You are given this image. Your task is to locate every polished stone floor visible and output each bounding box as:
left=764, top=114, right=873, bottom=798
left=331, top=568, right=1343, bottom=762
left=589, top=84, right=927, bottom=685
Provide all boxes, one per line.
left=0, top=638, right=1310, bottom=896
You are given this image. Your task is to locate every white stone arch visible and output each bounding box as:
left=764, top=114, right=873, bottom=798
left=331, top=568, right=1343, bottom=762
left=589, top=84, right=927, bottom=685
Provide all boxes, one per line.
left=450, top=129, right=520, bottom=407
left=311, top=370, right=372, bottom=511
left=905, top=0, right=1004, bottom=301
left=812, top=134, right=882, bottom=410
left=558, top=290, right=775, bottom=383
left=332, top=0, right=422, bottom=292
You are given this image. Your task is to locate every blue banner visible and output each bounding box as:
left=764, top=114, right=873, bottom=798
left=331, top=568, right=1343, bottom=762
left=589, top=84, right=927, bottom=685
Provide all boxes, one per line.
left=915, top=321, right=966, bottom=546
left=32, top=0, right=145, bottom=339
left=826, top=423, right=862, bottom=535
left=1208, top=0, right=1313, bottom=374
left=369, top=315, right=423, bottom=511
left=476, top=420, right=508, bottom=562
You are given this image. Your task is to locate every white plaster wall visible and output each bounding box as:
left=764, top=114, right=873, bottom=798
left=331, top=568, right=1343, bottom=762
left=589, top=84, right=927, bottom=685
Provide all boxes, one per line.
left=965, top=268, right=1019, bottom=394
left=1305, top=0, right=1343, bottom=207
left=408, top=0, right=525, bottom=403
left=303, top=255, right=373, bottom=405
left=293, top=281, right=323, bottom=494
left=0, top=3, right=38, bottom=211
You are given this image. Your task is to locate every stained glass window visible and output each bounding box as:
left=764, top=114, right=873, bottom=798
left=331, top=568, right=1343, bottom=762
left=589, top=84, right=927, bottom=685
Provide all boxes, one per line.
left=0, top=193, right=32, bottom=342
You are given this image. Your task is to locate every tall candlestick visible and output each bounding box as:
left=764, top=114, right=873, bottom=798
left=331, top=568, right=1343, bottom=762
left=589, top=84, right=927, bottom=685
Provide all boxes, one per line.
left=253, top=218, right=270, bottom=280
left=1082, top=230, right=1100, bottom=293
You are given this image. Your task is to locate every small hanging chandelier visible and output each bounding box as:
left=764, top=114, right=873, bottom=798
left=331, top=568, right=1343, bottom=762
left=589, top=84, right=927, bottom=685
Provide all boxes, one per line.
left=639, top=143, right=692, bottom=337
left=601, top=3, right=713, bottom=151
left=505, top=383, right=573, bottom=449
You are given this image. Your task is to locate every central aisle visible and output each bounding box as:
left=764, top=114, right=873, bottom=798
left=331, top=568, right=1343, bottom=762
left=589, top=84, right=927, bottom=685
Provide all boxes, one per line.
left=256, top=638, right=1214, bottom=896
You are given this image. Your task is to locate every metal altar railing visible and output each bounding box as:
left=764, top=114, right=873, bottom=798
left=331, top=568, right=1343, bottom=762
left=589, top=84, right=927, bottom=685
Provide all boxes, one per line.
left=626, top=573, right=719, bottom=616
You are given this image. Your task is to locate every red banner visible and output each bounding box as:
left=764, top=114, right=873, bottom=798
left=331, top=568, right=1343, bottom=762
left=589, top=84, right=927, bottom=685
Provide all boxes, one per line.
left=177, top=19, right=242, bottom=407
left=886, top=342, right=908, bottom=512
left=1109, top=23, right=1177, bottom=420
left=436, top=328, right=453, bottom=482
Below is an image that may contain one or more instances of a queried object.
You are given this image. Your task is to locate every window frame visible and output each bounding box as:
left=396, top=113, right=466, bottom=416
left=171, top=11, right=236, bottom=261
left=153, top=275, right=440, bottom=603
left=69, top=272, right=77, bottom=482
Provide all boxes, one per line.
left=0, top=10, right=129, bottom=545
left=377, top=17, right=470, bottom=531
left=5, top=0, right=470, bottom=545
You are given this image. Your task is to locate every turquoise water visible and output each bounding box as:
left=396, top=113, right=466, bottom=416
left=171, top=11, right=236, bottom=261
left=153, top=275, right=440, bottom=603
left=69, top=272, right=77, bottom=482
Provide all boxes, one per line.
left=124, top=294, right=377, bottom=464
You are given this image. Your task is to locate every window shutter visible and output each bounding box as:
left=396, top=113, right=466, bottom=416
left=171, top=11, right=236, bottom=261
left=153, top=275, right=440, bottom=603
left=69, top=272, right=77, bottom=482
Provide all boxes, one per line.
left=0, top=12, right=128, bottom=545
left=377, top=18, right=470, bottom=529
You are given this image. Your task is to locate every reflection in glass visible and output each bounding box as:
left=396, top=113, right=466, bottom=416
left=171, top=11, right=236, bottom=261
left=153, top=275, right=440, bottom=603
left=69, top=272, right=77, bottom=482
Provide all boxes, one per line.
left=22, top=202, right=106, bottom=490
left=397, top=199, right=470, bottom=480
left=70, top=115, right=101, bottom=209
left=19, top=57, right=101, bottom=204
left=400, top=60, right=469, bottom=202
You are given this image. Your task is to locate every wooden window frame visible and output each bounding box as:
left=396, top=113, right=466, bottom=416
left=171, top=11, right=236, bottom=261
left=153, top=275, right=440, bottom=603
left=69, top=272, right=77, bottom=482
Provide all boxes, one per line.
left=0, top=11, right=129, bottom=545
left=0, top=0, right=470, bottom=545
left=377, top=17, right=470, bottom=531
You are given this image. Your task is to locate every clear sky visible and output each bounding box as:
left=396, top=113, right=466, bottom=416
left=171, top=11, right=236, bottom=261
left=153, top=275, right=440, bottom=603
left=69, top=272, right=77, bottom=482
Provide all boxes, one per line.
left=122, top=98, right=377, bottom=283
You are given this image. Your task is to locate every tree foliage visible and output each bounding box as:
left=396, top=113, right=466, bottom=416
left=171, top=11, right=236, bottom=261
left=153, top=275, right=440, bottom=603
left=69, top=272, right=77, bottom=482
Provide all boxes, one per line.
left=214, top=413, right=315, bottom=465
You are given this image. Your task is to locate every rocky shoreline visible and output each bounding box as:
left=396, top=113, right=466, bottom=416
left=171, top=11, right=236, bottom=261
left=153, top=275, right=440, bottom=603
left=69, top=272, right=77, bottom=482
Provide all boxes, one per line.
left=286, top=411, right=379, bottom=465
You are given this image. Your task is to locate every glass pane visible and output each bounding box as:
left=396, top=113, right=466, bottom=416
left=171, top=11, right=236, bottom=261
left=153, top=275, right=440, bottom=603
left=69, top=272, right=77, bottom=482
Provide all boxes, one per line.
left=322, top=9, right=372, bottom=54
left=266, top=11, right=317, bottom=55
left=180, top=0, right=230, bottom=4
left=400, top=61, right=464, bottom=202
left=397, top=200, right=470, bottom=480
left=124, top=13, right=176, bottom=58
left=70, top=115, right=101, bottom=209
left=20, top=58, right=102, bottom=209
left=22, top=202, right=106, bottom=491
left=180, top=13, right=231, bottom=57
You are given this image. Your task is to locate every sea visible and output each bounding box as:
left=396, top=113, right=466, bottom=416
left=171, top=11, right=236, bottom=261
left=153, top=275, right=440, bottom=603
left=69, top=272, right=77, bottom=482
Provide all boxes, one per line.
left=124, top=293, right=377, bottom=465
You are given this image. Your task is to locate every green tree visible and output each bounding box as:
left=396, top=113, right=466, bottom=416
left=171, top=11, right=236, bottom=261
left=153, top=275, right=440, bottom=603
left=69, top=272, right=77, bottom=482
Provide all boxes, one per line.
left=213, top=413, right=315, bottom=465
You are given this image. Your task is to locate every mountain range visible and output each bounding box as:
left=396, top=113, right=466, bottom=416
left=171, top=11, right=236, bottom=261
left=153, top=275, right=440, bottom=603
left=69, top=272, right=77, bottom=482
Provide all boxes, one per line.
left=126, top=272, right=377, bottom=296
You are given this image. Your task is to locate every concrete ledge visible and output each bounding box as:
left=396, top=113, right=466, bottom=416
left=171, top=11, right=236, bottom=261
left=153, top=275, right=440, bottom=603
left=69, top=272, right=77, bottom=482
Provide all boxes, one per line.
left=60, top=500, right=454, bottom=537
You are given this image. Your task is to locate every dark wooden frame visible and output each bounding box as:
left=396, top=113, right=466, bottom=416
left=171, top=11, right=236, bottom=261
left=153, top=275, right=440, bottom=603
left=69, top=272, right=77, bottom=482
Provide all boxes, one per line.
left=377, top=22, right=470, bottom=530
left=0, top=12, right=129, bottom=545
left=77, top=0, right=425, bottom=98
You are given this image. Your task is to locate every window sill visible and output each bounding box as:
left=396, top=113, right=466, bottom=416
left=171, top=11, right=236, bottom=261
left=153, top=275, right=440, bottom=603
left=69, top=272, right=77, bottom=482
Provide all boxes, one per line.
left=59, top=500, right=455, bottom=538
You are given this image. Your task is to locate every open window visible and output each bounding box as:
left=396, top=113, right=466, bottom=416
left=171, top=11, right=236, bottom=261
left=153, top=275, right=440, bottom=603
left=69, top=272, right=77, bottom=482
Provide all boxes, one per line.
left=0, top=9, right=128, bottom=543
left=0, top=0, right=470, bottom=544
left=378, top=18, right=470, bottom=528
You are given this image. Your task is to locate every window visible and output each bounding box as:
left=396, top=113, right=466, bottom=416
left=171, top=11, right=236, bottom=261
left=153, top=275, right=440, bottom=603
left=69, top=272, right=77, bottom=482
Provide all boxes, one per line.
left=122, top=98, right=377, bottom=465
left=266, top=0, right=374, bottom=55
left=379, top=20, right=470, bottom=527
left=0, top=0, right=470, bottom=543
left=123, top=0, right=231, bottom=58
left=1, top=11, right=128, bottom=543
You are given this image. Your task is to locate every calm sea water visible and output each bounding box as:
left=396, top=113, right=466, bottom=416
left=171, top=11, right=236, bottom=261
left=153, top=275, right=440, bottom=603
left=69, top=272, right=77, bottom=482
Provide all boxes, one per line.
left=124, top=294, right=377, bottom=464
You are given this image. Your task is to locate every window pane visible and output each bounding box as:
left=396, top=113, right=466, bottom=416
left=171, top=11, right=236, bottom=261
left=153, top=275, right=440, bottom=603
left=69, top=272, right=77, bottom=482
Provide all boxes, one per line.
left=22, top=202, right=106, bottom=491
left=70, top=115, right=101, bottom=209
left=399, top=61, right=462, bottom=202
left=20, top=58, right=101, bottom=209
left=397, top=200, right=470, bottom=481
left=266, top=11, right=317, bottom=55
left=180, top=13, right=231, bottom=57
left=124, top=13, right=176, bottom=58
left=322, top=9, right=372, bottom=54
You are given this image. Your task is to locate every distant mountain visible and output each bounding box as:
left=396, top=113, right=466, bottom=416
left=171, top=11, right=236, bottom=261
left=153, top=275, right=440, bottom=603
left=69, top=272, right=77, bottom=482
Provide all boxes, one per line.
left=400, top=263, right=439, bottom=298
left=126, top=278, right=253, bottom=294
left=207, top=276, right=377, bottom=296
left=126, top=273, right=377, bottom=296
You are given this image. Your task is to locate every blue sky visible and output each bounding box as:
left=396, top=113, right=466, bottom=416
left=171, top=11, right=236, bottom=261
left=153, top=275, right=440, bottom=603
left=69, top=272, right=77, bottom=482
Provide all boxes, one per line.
● ● ● ● ● ● ●
What you should do
Reproduce the records starting at the line containing "locate every concrete" and ending at the line containing "left=60, top=500, right=454, bottom=537", both lines included. Shift every bounding-box coordinate in the answers up by 14, leaving the requests and their sample boxes as they are.

Task solution
You are given this image. Your task is to locate every concrete ledge visible and output each bounding box as:
left=396, top=113, right=466, bottom=416
left=171, top=11, right=236, bottom=261
left=153, top=275, right=440, bottom=603
left=69, top=272, right=77, bottom=482
Provide all boxes, one per line.
left=74, top=514, right=468, bottom=551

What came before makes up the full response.